## WORK TO BE COMPLETED:
For the entries that appear below, write out the exact text and omit the pictures.

## DATA EXTRACT:

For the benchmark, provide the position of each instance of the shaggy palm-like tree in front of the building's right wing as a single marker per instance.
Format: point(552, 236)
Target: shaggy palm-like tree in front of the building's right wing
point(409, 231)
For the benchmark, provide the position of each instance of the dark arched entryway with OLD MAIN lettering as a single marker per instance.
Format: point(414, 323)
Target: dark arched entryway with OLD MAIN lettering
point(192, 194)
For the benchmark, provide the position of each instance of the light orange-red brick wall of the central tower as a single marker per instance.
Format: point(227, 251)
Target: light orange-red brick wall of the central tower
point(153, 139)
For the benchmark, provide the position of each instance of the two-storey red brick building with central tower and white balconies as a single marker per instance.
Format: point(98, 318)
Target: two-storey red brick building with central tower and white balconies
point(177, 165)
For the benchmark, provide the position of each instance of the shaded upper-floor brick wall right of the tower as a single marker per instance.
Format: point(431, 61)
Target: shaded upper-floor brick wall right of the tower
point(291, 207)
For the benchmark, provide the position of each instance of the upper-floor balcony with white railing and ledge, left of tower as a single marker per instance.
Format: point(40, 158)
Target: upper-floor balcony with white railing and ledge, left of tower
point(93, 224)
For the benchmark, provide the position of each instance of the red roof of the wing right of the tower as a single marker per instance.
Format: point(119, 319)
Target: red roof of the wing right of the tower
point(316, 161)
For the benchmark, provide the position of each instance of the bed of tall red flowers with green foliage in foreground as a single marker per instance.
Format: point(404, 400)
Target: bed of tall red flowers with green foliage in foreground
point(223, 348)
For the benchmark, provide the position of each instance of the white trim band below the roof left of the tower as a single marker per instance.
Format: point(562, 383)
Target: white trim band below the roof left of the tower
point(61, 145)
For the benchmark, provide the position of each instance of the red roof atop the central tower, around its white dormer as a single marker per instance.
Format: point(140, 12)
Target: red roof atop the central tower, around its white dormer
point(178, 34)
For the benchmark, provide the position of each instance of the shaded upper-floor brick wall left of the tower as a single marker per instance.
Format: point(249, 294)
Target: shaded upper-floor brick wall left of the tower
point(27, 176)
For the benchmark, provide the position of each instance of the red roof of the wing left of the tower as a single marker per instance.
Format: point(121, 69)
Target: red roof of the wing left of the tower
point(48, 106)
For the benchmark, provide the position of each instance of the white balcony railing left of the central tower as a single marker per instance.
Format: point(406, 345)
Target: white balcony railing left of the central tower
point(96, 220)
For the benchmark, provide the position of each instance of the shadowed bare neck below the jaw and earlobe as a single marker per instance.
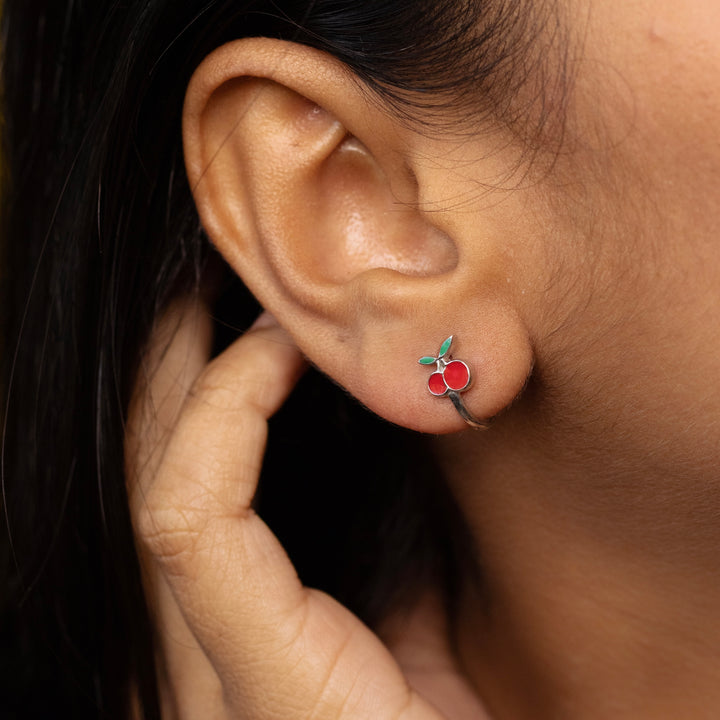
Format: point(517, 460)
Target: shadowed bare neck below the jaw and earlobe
point(601, 585)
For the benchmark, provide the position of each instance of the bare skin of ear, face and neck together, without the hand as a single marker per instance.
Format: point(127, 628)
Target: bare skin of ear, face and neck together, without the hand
point(591, 269)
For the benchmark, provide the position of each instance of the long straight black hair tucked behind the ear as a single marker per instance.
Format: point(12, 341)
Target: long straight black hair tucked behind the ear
point(99, 233)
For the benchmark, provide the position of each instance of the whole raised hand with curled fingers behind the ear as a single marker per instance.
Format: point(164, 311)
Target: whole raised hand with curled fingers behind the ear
point(238, 634)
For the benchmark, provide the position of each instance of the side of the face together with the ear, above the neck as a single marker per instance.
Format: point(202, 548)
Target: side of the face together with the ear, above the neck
point(606, 256)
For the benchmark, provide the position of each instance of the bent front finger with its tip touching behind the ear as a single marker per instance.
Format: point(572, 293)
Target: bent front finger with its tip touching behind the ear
point(281, 651)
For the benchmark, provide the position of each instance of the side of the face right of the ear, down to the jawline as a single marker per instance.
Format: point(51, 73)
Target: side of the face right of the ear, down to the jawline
point(628, 331)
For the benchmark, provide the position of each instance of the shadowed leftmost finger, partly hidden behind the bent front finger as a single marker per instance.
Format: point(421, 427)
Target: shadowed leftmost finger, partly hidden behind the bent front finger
point(176, 354)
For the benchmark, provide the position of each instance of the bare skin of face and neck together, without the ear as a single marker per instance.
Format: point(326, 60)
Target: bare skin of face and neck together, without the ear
point(595, 505)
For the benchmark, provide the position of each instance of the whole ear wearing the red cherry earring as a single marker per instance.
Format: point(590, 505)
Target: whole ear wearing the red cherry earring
point(314, 194)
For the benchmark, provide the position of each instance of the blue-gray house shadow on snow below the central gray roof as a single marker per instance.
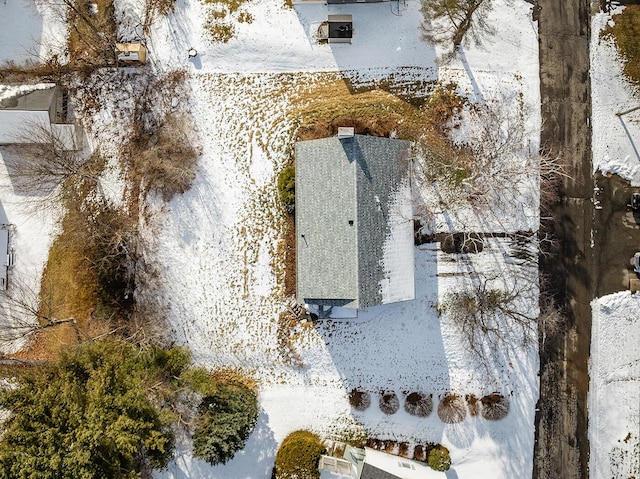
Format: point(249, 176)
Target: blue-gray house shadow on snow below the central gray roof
point(396, 347)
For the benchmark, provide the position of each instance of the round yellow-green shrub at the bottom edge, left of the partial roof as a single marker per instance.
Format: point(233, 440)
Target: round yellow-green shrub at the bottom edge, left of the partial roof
point(298, 456)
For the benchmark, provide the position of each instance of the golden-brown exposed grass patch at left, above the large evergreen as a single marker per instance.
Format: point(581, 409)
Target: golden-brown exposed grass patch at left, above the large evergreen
point(86, 274)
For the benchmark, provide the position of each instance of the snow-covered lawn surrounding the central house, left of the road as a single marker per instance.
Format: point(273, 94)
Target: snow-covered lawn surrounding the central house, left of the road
point(216, 245)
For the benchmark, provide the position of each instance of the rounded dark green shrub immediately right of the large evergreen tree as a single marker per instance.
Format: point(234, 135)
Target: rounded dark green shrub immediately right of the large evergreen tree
point(224, 421)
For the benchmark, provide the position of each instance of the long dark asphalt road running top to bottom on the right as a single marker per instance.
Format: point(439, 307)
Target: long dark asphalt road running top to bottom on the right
point(562, 447)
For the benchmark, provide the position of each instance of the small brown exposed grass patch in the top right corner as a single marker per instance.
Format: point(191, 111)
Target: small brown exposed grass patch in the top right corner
point(625, 32)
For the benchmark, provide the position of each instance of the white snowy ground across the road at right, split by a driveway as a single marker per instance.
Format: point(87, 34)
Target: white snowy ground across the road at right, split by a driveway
point(614, 397)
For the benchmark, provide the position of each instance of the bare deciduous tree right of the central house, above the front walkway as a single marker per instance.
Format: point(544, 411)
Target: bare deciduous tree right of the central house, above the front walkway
point(493, 170)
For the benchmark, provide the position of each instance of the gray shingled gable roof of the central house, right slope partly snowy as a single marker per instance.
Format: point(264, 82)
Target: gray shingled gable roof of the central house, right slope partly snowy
point(354, 228)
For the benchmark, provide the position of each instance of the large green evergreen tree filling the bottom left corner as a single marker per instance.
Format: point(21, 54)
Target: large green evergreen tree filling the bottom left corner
point(90, 414)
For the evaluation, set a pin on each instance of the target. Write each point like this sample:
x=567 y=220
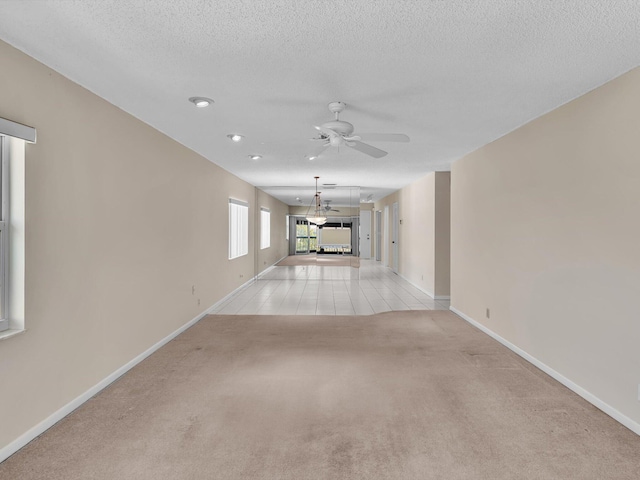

## SOLUTION TO THIS EXERCISE:
For the benchmark, provide the position of each instance of the shaggy palm-like tree in front of the building's right wing as a single marker per instance.
Format: point(552, 236)
Target: shaggy palm-like tree in front of the building's right wing
point(409, 231)
For the benchmark, provide the position of each instance of the dark arched entryway with OLD MAIN lettering as a single marker per instance.
Format: point(414, 323)
Target: dark arched entryway with OLD MAIN lettering
point(192, 194)
For the benchmark, provide the position of each instance of the light orange-red brick wall of the central tower as a single marker per instance.
Format: point(227, 251)
Target: light orange-red brick wall of the central tower
point(153, 139)
For the benchmark, provide the position of each instance of the two-storey red brick building with central tower and white balconies as a single marker per instance.
Format: point(98, 318)
Target: two-storey red brick building with central tower and white balconies
point(177, 165)
For the benchmark, provide the position of each instance of the shaded upper-floor brick wall right of the tower as a single marker per instance.
Format: point(431, 61)
Target: shaded upper-floor brick wall right of the tower
point(291, 207)
For the benchmark, provide the position of each instance of the upper-floor balcony with white railing and ledge, left of tower as a single marker per instance.
Format: point(40, 158)
Target: upper-floor balcony with white railing and ledge, left of tower
point(93, 224)
For the benchmark, provide the position of each instance of the red roof of the wing right of the tower as a single marker per instance.
Format: point(119, 319)
Target: red roof of the wing right of the tower
point(316, 161)
For the benchmark, provide the position of each instance of the bed of tall red flowers with green foliage in foreground as a single marker per instance.
Format: point(404, 400)
Target: bed of tall red flowers with green foliage in foreground
point(223, 348)
For the benchmark, provide the position of each instance of the white trim band below the roof left of the tower as a single marker per instance.
Format: point(562, 383)
Target: white trim band below the roof left of the tower
point(61, 145)
For the benchmark, provide the position of each instance of the red roof atop the central tower, around its white dormer as a single marker per instance.
Format: point(140, 12)
Target: red roof atop the central tower, around its white dormer
point(178, 34)
For the benchmark, provide the position of each instance of the shaded upper-floor brick wall left of the tower as a single marker per instance.
Format: point(249, 294)
Target: shaded upper-floor brick wall left of the tower
point(27, 176)
For the benchmark, provide the position of each instance of the red roof of the wing left of the tower as a single marker per instance.
Format: point(121, 69)
Target: red roof of the wing left of the tower
point(48, 106)
For the benchmark, provide the position of each instance of the white balcony railing left of the central tower as a single marker per instance.
Format: point(406, 345)
Target: white balcony railing left of the central tower
point(96, 220)
For the benchmark, provide the position of each instance of the shadowed bare neck below the jaw and earlobe as a single marker per instance.
Format: point(517, 460)
Target: shadowed bare neck below the jaw and earlobe
point(601, 585)
For the benchmark, provide the position of each instance of the bare skin of ear, face and neck together, without the hand as a single marker per instance.
Format: point(127, 628)
Target: bare skin of ear, face and neck together, without the hand
point(591, 269)
For the benchmark, provide the position of each instance of the long straight black hair tucked behind the ear as a single marker per instance.
Format: point(12, 341)
Target: long straight black hair tucked behind the ear
point(99, 233)
For the benchmark, provide the position of each instance of the whole raised hand with curled fingers behind the ear as a single marker per instance.
Format: point(164, 311)
Target: whole raised hand with curled fingers behind the ear
point(238, 634)
For the benchmark, provide the position of each instance of the side of the face together with the ear, above the neck as a single marker per instance.
Format: point(202, 548)
Target: side of the face together with the ear, above the neck
point(606, 256)
For the benchmark, provide the position of each instance of the bent front finger with its tip touching behind the ear as a single marker per instance.
Format: point(572, 293)
Target: bent front finger with its tip touching behind the ear
point(281, 651)
For the benchmark, provide the position of each instance of the side of the face right of the ear, down to the jawline as a single marker per instance.
Format: point(51, 73)
Target: side of the face right of the ear, down to the jawline
point(628, 331)
For the benchmark, provide the position of each instance of the shadowed leftmost finger, partly hidden behind the bent front finger as a single marker per instance.
Format: point(421, 427)
Target: shadowed leftmost finger, partly hidden behind the bent front finger
point(176, 354)
For the benchmark, provide the position of each instance of the bare skin of face and neck together, without the ear as a single marker per instance.
Format: point(326, 60)
Target: bare skin of face and neck together, without the ear
point(595, 505)
For the benchmark, provide the position of each instance of the whole ear wearing the red cherry earring as a single marker per instance.
Format: point(590, 505)
Target: whole ear wearing the red cherry earring
point(314, 194)
For the benchmark, provide the position of each instance of the blue-gray house shadow on snow below the central gray roof as a single marker per instance.
Format: point(249, 176)
Target: blue-gray house shadow on snow below the central gray roof
point(396, 347)
For the benchmark, provide the position of each instance of the round yellow-green shrub at the bottom edge, left of the partial roof as a single marker per instance.
Format: point(233, 440)
Target: round yellow-green shrub at the bottom edge, left of the partial roof
point(298, 456)
For the benchmark, provide the position of each instance of the golden-brown exposed grass patch at left, above the large evergreen as a single marker per instance.
Format: point(581, 409)
Target: golden-brown exposed grass patch at left, above the large evergreen
point(86, 274)
For the benchmark, provide the position of each instance of the snow-covered lawn surrounding the central house, left of the road as a single marker per instance.
Format: point(273, 94)
Target: snow-covered lawn surrounding the central house, left of the road
point(216, 245)
For the benchmark, provide the position of each instance of the rounded dark green shrub immediately right of the large evergreen tree as a single marker per instance.
Format: point(234, 135)
Target: rounded dark green shrub immediately right of the large evergreen tree
point(224, 421)
For the benchmark, provide the position of each instance of the long dark asphalt road running top to bottom on the right as a single marker per instance.
Format: point(439, 307)
Target: long dark asphalt road running top to bottom on the right
point(562, 447)
For the benchmark, provide the position of each instance of the small brown exposed grass patch in the top right corner as a single marker per instance.
Format: point(191, 111)
Target: small brown exposed grass patch in the top right corner
point(625, 32)
For the benchmark, provide the position of each instance of the white snowy ground across the road at right, split by a driveway as a single marker per instance.
Format: point(87, 34)
Target: white snowy ground across the road at right, split by a driveway
point(614, 397)
For the benchmark, provide the position of each instance of the bare deciduous tree right of the central house, above the front walkway as a single marker per instance.
Format: point(544, 411)
Target: bare deciduous tree right of the central house, above the front walkway
point(493, 170)
For the benchmark, provide the position of each instance of the gray shingled gable roof of the central house, right slope partly snowy as a single marker per instance.
Format: point(264, 82)
Target: gray shingled gable roof of the central house, right slope partly snowy
point(354, 228)
For the benchmark, provide the position of each instance of the large green evergreen tree filling the bottom left corner as a single marker per instance.
Format: point(21, 54)
Target: large green evergreen tree filling the bottom left corner
point(90, 414)
For the evaluation, set a pin on each instance of the target. Write each point like this sample:
x=567 y=220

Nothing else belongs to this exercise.